* **GIVEN INSTRUCTION**:
Put the lines from the very first one through the line that contains "left=127, top=47, right=135, bottom=51" into a numbered list, with blank lines skipped and the pictures left out.

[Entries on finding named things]
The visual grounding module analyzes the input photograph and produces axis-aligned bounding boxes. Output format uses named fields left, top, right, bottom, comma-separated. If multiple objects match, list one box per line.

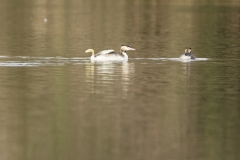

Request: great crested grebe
left=179, top=47, right=196, bottom=60
left=85, top=45, right=135, bottom=61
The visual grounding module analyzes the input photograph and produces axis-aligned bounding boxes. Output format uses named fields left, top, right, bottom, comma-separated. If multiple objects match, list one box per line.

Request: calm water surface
left=0, top=0, right=240, bottom=160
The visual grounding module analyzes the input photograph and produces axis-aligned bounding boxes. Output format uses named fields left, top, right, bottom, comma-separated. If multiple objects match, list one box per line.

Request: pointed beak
left=127, top=47, right=135, bottom=51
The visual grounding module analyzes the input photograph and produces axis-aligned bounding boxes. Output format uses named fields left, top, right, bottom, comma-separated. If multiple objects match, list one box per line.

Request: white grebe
left=179, top=47, right=196, bottom=60
left=85, top=45, right=135, bottom=61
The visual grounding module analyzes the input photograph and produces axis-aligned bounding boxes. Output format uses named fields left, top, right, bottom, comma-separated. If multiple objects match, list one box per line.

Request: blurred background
left=0, top=0, right=240, bottom=160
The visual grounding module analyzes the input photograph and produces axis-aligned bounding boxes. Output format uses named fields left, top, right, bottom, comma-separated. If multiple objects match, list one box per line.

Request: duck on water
left=179, top=47, right=196, bottom=60
left=85, top=45, right=135, bottom=61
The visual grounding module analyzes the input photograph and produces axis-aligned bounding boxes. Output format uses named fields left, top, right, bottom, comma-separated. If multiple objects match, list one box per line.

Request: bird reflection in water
left=182, top=61, right=191, bottom=87
left=85, top=61, right=135, bottom=99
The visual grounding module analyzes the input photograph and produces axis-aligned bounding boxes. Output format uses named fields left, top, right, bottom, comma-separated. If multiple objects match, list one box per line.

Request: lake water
left=0, top=0, right=240, bottom=160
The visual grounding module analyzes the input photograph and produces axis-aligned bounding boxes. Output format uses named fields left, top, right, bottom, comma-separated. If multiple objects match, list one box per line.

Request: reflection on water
left=85, top=62, right=135, bottom=98
left=0, top=0, right=240, bottom=160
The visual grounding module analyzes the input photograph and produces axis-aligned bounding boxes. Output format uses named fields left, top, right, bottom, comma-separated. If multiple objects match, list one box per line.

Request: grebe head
left=121, top=45, right=135, bottom=52
left=85, top=49, right=94, bottom=53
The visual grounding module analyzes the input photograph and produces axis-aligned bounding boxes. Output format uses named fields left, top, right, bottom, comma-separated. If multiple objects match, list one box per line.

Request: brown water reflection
left=0, top=0, right=240, bottom=160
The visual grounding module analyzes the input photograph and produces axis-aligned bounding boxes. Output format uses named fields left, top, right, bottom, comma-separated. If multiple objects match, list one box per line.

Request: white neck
left=122, top=51, right=128, bottom=59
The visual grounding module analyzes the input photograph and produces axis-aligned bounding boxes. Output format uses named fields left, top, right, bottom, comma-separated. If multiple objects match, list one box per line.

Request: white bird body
left=85, top=45, right=135, bottom=61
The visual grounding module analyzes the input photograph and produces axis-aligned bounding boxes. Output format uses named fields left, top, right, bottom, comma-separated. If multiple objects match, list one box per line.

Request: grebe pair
left=85, top=45, right=135, bottom=61
left=85, top=45, right=196, bottom=61
left=179, top=47, right=196, bottom=60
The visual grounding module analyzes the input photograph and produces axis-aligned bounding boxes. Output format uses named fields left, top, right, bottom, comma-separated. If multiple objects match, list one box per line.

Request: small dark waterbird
left=179, top=47, right=196, bottom=60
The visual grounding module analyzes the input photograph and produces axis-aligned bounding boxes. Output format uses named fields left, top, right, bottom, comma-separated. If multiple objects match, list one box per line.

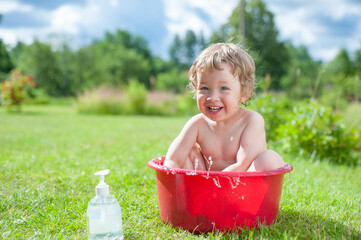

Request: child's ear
left=240, top=89, right=251, bottom=103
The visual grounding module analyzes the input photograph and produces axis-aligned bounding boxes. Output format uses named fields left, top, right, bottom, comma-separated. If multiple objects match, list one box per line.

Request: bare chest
left=198, top=131, right=241, bottom=171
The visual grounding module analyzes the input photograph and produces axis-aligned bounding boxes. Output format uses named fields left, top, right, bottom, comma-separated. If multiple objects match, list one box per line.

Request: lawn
left=0, top=106, right=361, bottom=239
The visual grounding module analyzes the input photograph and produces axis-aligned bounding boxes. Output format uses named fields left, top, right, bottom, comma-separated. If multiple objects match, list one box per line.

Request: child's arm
left=223, top=112, right=267, bottom=172
left=163, top=115, right=199, bottom=168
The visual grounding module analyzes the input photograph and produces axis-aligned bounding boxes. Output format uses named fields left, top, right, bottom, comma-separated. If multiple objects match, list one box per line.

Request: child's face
left=196, top=63, right=247, bottom=121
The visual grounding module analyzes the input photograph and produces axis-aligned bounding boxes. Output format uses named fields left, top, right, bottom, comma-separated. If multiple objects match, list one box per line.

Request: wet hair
left=188, top=43, right=256, bottom=105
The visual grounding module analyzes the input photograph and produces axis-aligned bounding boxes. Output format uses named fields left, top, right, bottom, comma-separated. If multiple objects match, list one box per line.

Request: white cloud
left=163, top=0, right=237, bottom=36
left=0, top=0, right=33, bottom=14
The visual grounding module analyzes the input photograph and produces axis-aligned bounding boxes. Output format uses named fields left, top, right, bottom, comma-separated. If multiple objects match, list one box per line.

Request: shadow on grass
left=270, top=210, right=361, bottom=239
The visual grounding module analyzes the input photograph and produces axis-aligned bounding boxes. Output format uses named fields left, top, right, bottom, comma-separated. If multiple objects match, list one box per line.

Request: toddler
left=164, top=43, right=284, bottom=172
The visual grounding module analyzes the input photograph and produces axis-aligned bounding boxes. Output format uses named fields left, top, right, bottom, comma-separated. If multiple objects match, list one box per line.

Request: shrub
left=1, top=70, right=35, bottom=111
left=250, top=95, right=361, bottom=166
left=124, top=81, right=148, bottom=114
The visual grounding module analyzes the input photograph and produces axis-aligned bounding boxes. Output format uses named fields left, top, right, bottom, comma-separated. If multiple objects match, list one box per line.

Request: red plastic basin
left=148, top=157, right=293, bottom=233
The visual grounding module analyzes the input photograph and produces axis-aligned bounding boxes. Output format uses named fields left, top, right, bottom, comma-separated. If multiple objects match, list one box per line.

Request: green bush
left=124, top=80, right=148, bottom=114
left=250, top=95, right=361, bottom=166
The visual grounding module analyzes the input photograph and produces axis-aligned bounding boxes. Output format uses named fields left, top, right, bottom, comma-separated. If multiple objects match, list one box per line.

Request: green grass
left=0, top=106, right=361, bottom=239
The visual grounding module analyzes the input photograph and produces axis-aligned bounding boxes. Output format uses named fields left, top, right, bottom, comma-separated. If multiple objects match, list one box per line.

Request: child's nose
left=207, top=91, right=219, bottom=101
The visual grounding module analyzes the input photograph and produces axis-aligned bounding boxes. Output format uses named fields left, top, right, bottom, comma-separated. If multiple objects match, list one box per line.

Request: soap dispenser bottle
left=87, top=170, right=124, bottom=240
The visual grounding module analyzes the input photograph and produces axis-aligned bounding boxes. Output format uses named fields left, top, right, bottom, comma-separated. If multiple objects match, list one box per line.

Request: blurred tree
left=211, top=0, right=289, bottom=90
left=90, top=30, right=155, bottom=88
left=17, top=40, right=63, bottom=96
left=169, top=30, right=206, bottom=70
left=281, top=43, right=321, bottom=99
left=0, top=39, right=14, bottom=82
left=355, top=49, right=361, bottom=72
left=327, top=49, right=354, bottom=76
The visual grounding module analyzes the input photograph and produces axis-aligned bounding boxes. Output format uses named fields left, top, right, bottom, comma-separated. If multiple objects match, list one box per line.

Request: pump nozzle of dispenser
left=95, top=169, right=110, bottom=196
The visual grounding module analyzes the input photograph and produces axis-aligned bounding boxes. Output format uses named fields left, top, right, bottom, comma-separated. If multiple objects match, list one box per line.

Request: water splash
left=207, top=156, right=213, bottom=179
left=194, top=158, right=199, bottom=171
left=212, top=177, right=222, bottom=188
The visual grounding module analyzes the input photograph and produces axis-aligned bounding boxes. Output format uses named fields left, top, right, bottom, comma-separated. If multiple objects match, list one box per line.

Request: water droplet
left=212, top=177, right=222, bottom=188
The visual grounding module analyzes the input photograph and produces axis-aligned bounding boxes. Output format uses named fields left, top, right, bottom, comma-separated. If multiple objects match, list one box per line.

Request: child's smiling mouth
left=207, top=106, right=223, bottom=113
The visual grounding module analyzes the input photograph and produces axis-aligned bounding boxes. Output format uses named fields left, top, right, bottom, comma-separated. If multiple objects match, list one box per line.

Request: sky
left=0, top=0, right=361, bottom=62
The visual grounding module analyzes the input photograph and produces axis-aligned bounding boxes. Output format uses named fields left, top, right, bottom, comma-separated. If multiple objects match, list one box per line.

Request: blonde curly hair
left=188, top=43, right=256, bottom=105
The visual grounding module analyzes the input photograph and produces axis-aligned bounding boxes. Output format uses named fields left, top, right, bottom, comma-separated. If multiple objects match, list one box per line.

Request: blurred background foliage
left=0, top=0, right=361, bottom=165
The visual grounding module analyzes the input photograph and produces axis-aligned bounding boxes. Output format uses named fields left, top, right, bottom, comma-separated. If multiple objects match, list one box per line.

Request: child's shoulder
left=240, top=109, right=264, bottom=123
left=188, top=113, right=206, bottom=124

* **WRITTEN RESPONSE**:
1. The visual grounding module analyzes the input photograph and produces axis-aligned bounding boxes. Output format uses named fields left, top, right, bottom, comma-separated. If multiple objects match, list one box per line.
2. Request: great crested grebe
3. left=179, top=47, right=196, bottom=60
4. left=85, top=45, right=135, bottom=61
5. The visual grounding module analyzes the input photograph and produces axis-aligned bounding boxes. Output format uses named fields left, top, right, bottom, comma-separated. If multiple objects match, list one box per line.
6. Request: calm water surface
7. left=0, top=0, right=240, bottom=160
8. The visual grounding module analyzes the input photograph and produces axis-aligned bounding boxes. Output format uses named fields left, top, right, bottom, comma-separated. If multiple objects match, list one box per line.
9. Request: pointed beak
10. left=127, top=47, right=135, bottom=51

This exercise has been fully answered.